What is being asked
Please tally the lines in the listing below that contain the string "eyeglasses", and give only the number.

A block of data
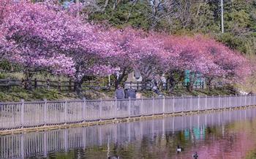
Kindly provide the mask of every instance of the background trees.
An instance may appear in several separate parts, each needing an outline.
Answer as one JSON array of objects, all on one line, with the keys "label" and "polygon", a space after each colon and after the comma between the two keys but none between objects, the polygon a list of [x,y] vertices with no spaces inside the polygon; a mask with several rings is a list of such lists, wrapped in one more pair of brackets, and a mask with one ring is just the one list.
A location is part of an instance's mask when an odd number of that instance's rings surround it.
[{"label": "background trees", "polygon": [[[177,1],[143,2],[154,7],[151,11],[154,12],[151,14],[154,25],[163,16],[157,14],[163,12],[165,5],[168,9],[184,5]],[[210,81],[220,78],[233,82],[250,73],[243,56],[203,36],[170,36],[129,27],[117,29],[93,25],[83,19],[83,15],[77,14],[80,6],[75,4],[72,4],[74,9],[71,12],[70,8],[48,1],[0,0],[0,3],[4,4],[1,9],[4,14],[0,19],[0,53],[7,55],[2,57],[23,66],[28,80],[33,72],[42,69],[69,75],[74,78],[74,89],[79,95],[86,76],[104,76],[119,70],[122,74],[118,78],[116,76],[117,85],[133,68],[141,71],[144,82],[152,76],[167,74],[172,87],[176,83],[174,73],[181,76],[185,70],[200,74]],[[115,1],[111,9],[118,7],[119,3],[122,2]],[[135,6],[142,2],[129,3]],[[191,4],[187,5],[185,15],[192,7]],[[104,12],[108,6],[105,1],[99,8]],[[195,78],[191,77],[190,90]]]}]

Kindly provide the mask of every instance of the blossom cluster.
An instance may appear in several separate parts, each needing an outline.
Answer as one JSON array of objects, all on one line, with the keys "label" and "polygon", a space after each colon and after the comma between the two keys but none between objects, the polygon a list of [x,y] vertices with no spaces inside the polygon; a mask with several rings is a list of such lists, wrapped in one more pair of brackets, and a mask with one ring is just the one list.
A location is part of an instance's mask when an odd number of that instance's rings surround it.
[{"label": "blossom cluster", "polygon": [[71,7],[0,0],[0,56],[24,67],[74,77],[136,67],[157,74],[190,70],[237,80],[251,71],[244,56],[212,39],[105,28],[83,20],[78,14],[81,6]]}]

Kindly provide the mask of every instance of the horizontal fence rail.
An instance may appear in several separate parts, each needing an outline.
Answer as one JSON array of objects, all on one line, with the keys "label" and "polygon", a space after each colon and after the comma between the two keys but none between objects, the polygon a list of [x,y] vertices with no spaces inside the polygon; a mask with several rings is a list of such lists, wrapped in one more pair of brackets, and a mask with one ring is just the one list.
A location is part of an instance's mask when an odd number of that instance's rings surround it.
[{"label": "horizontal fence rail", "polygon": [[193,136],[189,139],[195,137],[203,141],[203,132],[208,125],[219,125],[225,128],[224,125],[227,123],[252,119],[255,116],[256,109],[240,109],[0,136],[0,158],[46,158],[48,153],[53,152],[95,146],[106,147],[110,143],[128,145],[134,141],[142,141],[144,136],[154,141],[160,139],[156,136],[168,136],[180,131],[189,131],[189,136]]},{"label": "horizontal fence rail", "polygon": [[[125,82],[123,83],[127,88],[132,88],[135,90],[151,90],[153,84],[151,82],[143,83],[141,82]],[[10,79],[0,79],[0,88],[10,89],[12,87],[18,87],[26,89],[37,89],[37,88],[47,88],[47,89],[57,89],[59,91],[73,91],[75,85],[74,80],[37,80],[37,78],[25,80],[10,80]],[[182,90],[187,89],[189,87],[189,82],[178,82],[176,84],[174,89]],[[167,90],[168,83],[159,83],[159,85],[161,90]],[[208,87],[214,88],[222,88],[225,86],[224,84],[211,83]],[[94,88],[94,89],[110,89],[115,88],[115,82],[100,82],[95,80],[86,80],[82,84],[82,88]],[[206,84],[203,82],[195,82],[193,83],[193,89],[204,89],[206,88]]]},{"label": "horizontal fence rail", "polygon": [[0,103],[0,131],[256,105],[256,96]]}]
==
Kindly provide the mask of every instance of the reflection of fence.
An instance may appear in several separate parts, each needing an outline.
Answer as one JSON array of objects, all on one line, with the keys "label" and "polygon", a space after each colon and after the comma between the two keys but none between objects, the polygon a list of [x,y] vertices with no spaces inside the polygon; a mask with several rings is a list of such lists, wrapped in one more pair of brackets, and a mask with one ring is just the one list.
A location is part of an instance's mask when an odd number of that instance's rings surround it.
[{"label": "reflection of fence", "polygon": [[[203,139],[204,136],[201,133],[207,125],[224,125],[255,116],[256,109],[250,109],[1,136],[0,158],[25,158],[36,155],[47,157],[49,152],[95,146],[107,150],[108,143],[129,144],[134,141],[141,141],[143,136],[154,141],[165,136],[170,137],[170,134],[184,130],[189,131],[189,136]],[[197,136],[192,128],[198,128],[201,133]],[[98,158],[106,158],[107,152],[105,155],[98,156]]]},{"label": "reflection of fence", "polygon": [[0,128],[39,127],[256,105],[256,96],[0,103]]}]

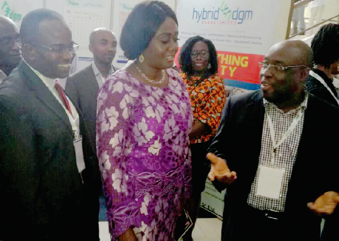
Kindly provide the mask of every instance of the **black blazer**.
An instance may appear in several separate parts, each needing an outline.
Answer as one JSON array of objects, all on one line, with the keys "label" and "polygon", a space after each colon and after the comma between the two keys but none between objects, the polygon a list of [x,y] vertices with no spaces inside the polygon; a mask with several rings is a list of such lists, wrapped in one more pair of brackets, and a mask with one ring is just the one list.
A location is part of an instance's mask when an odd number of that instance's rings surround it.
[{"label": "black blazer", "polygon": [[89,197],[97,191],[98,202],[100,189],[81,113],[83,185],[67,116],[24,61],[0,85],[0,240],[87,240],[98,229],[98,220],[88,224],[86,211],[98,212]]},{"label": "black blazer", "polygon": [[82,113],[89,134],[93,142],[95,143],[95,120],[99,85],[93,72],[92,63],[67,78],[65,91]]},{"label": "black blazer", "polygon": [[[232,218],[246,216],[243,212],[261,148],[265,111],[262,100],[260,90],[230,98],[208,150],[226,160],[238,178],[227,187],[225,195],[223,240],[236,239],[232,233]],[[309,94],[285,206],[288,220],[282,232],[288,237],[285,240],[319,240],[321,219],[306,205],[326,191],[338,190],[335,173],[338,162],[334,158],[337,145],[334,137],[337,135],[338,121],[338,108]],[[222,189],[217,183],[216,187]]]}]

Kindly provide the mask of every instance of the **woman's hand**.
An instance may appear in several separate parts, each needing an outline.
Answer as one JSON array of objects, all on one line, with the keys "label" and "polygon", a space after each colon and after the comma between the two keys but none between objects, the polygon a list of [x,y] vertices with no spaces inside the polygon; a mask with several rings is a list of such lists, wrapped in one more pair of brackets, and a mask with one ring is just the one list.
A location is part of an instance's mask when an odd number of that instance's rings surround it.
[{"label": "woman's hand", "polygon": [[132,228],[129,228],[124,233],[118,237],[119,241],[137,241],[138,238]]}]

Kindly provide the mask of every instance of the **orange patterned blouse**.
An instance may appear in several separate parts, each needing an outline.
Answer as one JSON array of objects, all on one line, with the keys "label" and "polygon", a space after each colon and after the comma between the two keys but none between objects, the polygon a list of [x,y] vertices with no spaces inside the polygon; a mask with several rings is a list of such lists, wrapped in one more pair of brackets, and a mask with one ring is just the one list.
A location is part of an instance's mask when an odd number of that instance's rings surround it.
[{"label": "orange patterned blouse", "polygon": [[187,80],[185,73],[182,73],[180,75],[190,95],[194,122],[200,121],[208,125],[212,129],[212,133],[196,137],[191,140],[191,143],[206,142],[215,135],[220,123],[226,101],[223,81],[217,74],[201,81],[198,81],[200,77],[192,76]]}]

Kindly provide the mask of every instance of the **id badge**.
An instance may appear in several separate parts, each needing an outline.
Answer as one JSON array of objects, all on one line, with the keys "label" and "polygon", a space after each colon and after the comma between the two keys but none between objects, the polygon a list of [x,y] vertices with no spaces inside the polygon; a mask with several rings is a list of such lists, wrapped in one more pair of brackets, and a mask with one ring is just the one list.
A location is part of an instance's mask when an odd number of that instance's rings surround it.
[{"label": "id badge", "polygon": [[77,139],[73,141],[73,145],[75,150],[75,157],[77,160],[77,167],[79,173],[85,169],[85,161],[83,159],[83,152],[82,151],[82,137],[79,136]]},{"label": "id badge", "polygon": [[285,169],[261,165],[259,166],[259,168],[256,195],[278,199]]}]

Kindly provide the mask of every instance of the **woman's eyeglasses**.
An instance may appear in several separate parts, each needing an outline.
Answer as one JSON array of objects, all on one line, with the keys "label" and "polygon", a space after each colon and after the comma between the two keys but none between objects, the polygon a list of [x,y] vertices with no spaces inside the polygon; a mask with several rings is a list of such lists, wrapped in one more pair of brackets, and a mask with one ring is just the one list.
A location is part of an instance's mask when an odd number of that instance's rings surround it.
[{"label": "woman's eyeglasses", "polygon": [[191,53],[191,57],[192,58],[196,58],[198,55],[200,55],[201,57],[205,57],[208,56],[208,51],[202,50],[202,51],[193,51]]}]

Output for this exercise
2